#### Set task
Reproduce the entries exactly.

(Segmentation dataset records)
•••

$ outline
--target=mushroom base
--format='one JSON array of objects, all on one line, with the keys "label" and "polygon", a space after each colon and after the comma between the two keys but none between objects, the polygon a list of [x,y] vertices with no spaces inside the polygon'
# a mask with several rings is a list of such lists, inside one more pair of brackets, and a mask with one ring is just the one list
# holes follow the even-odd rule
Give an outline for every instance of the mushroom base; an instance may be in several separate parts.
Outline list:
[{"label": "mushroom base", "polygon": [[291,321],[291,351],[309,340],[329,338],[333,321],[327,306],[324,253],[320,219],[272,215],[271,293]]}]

•••

#### The output
$ outline
--target=mushroom base
--format='one JSON array of objects, all on one line, with the keys "label" and "polygon", a space after each colon and after the comma between the two keys but none between objects, the polygon a list of [x,y] vertices with no spaces inside the polygon'
# a mask with several rings is a list of such lists, inside one more pair of brackets, and a mask with one ring is just the one list
# holes follow the even-odd rule
Give an outline for every instance of the mushroom base; an instance may be in several separate parts.
Outline list:
[{"label": "mushroom base", "polygon": [[291,321],[291,351],[309,340],[329,338],[333,321],[327,306],[324,253],[320,219],[272,215],[271,293]]}]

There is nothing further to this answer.